В прошлом молодой задор, броская красота, сверкающий наряд и бьющее через край жизнелюбие заставляли слушателей забывать о бестактности и напыщенности его речей, о банальности самого оратора, и он пользовался великой популярностью как собеседник и рассказчик; теперь задор угас, распыленные таланты, многочисленные, но поверхностные, развеялись житейским ветром, а сосредоточенности, воли и самоуглубленности, делающих интересными любого, и в королевской мантии, и в рубище, у него никогда и не было. В результате вынужденный жить в четырех стенах, довольствуясь главным образом обществом несносной челяди, что было еще хуже, чем одиночество, Казанова, стержнем характера которого был эгоизм, не знал более, о чем говорить, ведь он всегда говорил только о себе.

### ИСХОДНЫЕ ДАННЫЕ
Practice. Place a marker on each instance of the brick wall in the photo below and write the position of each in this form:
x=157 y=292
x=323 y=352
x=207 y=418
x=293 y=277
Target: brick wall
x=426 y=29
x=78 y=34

### ЗАДАНИЯ
#1 Ответьте по отрывку о Казанове:
(а) Что в прошлом заставляло слушателей забывать о бестактности и напыщенности речей?
(б) Каких качеств, делающих интересным любого, у него никогда не было?
(в) Что было стержнем характера Казановы?
#2 Выпишите дословно фрагмент отрывка о Казанове, начиная со слов «В прошлом молодой» и до слов «только о себе.» включительно.
Отвечайте, опираясь только на отрывок.

### ОТВЕТЫ ПО ЗАДАНИЯМ
#1
(а) Молодой задор, броская красота, сверкающий наряд и бьющее через край жизнелюбие.
(б) Сосредоточенности, воли и самоуглубленности.
(в) Эгоизм.

#2
В прошлом молодой задор, броская красота, сверкающий наряд и бьющее через край жизнелюбие заставляли слушателей забывать о бестактности и напыщенности его речей, о банальности самого оратора, и он пользовался великой популярностью как собеседник и рассказчик; теперь задор угас, распыленные таланты, многочисленные, но поверхностные, развеялись житейским ветром, а сосредоточенности, воли и самоуглубленности, делающих интересными любого, и в королевской мантии, и в рубище, у него никогда и не было. В результате вынужденный жить в четырех стенах, довольствуясь главным образом обществом несносной челяди, что было еще хуже, чем одиночество, Казанова, стержнем характера которого был эгоизм, не знал более, о чем говорить, ведь он всегда говорил только о себе.